### Provided entries
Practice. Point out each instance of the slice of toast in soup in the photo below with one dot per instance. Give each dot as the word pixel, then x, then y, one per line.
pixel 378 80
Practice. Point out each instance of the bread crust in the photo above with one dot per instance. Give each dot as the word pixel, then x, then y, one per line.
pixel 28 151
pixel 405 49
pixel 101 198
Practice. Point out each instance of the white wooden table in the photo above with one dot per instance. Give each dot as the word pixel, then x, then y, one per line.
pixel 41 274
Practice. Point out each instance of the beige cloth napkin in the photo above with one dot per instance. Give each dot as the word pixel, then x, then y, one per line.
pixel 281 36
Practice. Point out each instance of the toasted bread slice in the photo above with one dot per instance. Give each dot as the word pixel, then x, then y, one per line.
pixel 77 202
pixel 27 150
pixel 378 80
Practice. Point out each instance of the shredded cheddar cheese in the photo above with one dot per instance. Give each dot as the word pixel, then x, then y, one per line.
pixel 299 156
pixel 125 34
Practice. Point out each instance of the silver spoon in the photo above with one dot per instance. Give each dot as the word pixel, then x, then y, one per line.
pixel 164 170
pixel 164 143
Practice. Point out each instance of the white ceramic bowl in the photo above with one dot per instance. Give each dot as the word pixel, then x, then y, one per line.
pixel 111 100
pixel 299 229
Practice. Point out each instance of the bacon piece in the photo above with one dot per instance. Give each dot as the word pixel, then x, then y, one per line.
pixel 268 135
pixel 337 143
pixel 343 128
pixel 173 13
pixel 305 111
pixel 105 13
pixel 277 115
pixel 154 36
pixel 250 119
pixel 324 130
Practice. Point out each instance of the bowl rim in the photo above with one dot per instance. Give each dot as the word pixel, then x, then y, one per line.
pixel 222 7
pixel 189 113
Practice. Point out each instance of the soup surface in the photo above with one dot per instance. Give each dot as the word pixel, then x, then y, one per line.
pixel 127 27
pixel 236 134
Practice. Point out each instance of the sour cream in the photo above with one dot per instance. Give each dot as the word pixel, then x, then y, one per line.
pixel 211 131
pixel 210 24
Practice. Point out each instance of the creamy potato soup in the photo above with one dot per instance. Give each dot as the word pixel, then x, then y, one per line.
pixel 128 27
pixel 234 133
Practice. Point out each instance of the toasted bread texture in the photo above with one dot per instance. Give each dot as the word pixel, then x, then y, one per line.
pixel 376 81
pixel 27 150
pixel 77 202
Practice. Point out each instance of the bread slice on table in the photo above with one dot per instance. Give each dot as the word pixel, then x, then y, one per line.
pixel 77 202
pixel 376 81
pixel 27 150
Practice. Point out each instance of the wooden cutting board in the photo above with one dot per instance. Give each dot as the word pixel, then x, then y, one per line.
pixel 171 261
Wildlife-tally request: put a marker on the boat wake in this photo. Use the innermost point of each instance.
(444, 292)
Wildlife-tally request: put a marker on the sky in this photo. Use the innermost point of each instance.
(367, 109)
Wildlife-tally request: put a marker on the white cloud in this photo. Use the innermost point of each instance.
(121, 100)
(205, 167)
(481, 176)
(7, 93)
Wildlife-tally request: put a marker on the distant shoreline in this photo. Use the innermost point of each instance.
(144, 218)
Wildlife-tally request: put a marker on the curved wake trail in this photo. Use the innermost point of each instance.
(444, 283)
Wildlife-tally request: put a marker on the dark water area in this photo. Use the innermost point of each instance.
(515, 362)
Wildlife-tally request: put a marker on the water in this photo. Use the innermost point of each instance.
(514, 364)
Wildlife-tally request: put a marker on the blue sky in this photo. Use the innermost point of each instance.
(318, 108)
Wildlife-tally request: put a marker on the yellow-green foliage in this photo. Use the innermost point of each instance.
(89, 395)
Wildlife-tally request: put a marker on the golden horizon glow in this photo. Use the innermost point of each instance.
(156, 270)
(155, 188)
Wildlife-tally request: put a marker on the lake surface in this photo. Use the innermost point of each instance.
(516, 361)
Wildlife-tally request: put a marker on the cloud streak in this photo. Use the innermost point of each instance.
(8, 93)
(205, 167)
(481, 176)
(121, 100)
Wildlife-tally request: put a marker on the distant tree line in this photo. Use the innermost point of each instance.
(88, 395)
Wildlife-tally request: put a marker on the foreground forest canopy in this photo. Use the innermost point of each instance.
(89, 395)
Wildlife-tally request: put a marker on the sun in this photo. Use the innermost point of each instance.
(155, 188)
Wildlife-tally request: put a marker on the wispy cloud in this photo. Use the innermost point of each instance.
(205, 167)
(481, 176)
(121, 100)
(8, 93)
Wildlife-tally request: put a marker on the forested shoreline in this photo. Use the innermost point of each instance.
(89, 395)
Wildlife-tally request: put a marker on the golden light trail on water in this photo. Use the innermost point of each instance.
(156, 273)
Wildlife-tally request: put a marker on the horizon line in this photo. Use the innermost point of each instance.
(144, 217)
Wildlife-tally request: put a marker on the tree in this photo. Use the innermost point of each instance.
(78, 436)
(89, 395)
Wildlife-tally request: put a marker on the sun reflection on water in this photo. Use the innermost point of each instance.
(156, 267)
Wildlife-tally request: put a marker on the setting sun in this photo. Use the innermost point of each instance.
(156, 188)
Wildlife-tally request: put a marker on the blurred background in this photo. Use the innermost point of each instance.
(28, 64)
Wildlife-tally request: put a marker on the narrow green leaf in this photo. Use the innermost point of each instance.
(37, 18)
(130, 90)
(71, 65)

### Your goal
From the data above, reproduce the lines between the one containing "Practice. Point out each instance of the beige" and the one containing "pixel 210 24", inclusive, with no changes.

### Answer to the task
Practice. Point out each instance of the beige cloth napkin in the photo above with one dot per instance. Give each dot as the word pixel, then x, then y, one per line.
pixel 281 36
Practice. Point out each instance of the toasted bread slice in the photo above with one dot per instance. Give each dot as the word pixel, then x, then y, one per line.
pixel 77 202
pixel 27 150
pixel 378 80
Practice. Point out each instance of the shredded cheddar cheese in the photo above with one dot per instance. Give each dot as the word pixel, then x, then y, one per line.
pixel 299 156
pixel 125 34
Practice. Point out each instance of the silver spoon in the photo above with one dot per instance. Give each dot as the word pixel, then x, then y, one per line.
pixel 164 170
pixel 164 143
Practice. Point out each instance of the white ceramic bowl in the photo above with one dot per instance. Give each dot as the word pixel, then x, then y, one per line.
pixel 111 100
pixel 299 229
Practice. Point out each instance of the bacon piece in the photo above with one dot per instance. Give each dot as the word pixel, then x, then y, one per line.
pixel 268 135
pixel 337 143
pixel 343 128
pixel 173 13
pixel 305 111
pixel 105 13
pixel 277 115
pixel 154 36
pixel 250 119
pixel 324 130
Practice. Point out each instance of the bowl rim in the photo above with one dot per instance. Give each dot as the word pixel, then x, then y, one per line.
pixel 222 7
pixel 189 113
Practice. Point out each instance of the soup surface in the photo above with one dot per instance. Give each dot as the word pixel, then x, then y, one per line.
pixel 127 27
pixel 236 134
Practice. Point out each instance of the sour cream in the photo above with one dot per instance. Give each dot as the word pixel, then x, then y, one per line.
pixel 211 131
pixel 210 24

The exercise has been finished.